(Exercise inputs Opens)
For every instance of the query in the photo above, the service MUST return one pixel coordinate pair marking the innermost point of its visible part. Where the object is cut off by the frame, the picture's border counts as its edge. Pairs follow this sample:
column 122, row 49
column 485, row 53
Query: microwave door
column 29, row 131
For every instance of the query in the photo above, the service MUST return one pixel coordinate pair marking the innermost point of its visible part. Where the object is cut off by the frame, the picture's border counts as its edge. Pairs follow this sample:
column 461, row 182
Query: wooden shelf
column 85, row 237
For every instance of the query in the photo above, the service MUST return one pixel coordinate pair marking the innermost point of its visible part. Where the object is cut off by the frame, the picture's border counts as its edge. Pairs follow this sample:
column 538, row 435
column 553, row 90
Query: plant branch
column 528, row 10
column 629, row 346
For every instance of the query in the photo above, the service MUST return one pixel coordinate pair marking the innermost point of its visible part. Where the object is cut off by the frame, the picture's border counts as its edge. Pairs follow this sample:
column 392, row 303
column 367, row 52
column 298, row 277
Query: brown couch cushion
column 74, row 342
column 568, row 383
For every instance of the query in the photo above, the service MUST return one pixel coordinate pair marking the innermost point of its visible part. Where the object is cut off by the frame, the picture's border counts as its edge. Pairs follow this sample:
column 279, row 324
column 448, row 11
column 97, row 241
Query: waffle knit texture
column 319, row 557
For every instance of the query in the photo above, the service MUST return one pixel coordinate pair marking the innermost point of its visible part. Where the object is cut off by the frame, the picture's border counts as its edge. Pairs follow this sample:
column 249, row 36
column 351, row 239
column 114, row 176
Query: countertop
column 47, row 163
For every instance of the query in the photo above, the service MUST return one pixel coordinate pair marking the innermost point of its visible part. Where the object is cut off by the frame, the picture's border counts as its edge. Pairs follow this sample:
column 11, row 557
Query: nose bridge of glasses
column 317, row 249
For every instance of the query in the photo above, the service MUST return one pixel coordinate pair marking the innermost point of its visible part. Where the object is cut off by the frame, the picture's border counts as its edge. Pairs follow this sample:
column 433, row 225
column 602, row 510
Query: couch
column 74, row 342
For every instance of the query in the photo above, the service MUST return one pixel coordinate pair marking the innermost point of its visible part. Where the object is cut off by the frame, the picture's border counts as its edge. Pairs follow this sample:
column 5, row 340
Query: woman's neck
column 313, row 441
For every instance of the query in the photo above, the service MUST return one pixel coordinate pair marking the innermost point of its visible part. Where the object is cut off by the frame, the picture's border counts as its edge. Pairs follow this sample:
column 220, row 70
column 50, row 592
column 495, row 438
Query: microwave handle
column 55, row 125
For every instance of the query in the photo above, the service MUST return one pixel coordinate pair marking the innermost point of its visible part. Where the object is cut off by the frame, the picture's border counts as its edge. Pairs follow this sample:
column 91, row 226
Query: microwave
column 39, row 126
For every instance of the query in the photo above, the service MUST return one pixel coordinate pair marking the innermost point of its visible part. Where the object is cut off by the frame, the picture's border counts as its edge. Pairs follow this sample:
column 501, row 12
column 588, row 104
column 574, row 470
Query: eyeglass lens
(Exercise inputs Closes)
Retype the data. Every line must match the original exactly.

For every instance of the query in the photo above, the service MUST return one pixel coordinate pair marking the innermost point of its visible part. Where the object is cut off by the frame, the picture's border counts as its edge. Pairs follow this sample:
column 122, row 49
column 485, row 53
Query: microwave door
column 29, row 131
For every instance of the query in the photo above, the service MUST return one pixel coordinate pair marking the innermost point of its visible part. Where the object is cut off by the frame, the picture's border counts as its edge. Pairs follow this sample:
column 461, row 182
Query: wooden shelf
column 85, row 237
For every instance of the query in the photo above, the service MUST return one pixel coordinate pair marking the innermost point of its visible part. Where the object is cut off by the frame, the picture's border counts as its edge. Pairs follow this sample:
column 538, row 435
column 553, row 90
Query: plant branch
column 528, row 10
column 629, row 346
For every instance of the query in the photo above, the service MUST return one pixel coordinate pair marking the innermost point of its visible part. Where the object is cut off by the frame, the picture's border counts as its edge. Pairs follow this sample:
column 392, row 303
column 367, row 52
column 298, row 277
Query: brown couch cushion
column 74, row 342
column 568, row 383
For every instance of the query in the photo above, the service MUST return one pixel coordinate pair marking the innermost point of its visible part. Where the object is cut off by the frame, the picture's border counts as its edge. Pairs follow this sample:
column 279, row 324
column 448, row 11
column 97, row 241
Query: waffle knit texture
column 319, row 557
For every instance of the query in the photo above, the service MUST return one pixel coordinate pair marking the innermost point of its visible part. Where the object is cut off by the frame, the picture's border counts as its edge. Pairs follow this sample:
column 249, row 36
column 351, row 239
column 114, row 176
Query: countertop
column 47, row 163
For every instance of the query in the photo above, the service MUST return one pixel coordinate pair marking the innermost point of its visible part. Where the object is cut off by the frame, the picture's border counts as its edge. Pairs follow this sample:
column 11, row 557
Query: nose bridge of glasses
column 317, row 249
For every instance of the query in the photo above, the service MUST return one pixel coordinate pair marking the innermost point of its visible part. Where the object is cut off by the frame, the picture's border counts as its edge. Pairs follow this sample:
column 433, row 225
column 602, row 510
Query: couch
column 74, row 342
For every instance of the query in the photo above, the service MUST return one pixel coordinate pair marking the innermost point of its visible part. Where the object is cut off by the frame, the picture's border counts as its edge. Pairs follow this sample:
column 5, row 340
Query: woman's neck
column 313, row 441
For every instance of the query in the photo above, the service MUST return one pixel coordinate pair marking the innermost point of its visible part. Where the object is cut off by the frame, the picture's border counts as its edge. Pairs follow this sample:
column 220, row 70
column 50, row 592
column 495, row 438
Query: microwave handle
column 55, row 125
For every instance of the query in the photo above, the service MUST return one pixel coordinate pair marking the innermost point of its visible part. Where the object is cut off by the frame, the picture's border counts as its edge. Pairs follow this sample:
column 91, row 226
Query: microwave
column 39, row 126
For every instance of the query in the photo above, the service MUST return one pixel coordinate pair marking the innermost point of its visible part. Where the object is cut off by the frame, the picture's border counts as its edge. Pairs follow this sample:
column 501, row 12
column 588, row 104
column 574, row 470
Query: eyeglass lens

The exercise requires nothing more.